Start of Data records

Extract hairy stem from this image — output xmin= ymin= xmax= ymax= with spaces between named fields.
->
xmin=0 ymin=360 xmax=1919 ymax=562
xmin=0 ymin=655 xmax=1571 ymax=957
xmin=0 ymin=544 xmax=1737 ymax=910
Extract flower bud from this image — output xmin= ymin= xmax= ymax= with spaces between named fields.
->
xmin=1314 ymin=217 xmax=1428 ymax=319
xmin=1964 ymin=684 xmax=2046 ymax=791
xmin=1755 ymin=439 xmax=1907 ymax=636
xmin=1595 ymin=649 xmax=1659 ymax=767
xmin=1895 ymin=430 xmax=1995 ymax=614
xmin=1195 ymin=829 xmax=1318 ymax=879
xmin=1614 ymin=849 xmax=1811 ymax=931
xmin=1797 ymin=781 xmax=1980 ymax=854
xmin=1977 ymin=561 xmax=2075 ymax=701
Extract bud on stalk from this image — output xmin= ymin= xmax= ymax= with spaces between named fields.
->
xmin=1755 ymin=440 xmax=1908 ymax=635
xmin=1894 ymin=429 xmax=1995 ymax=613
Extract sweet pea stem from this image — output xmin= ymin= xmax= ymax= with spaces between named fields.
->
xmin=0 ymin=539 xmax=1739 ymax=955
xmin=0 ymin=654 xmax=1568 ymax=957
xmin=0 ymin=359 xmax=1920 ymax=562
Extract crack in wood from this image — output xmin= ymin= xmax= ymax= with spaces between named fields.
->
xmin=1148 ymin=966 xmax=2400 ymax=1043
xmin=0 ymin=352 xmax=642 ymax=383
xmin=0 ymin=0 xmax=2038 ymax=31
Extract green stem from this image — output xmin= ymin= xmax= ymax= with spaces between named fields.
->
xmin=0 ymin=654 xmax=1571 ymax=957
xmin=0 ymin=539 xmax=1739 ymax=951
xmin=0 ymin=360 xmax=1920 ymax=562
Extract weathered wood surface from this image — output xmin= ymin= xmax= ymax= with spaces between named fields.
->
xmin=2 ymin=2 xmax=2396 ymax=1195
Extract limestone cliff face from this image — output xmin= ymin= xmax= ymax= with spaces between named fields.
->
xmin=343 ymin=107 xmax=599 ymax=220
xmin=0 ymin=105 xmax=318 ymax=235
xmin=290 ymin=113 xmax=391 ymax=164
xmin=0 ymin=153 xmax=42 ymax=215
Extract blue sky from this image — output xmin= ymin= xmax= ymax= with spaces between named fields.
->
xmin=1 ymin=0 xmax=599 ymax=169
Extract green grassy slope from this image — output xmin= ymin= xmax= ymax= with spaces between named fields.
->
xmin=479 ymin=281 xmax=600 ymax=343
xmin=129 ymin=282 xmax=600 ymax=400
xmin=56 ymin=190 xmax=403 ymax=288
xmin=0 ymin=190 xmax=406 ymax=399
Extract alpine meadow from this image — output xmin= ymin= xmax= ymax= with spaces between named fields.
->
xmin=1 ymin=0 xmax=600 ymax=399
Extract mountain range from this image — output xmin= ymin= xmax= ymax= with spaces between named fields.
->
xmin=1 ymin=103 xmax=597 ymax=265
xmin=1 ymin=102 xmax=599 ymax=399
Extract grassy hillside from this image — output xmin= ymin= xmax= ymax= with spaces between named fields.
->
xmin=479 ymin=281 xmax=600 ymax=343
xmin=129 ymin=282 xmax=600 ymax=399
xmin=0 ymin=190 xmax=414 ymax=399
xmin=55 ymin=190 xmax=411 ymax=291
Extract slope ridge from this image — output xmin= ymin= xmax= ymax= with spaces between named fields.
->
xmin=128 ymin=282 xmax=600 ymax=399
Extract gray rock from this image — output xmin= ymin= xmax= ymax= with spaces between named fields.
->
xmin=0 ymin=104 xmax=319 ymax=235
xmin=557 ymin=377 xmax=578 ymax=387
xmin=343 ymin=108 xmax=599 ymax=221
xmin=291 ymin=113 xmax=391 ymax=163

End of Data records

**What the task asks**
Filter the data above down to lines with the word "wood", and copy them.

**Solved exercise**
Extract crack in wood from this image — output xmin= ymin= xmax= ymax= with spaces between named fields.
Extract weathered wood surface from this image — output xmin= ymin= xmax= ymax= with spaces between named fields.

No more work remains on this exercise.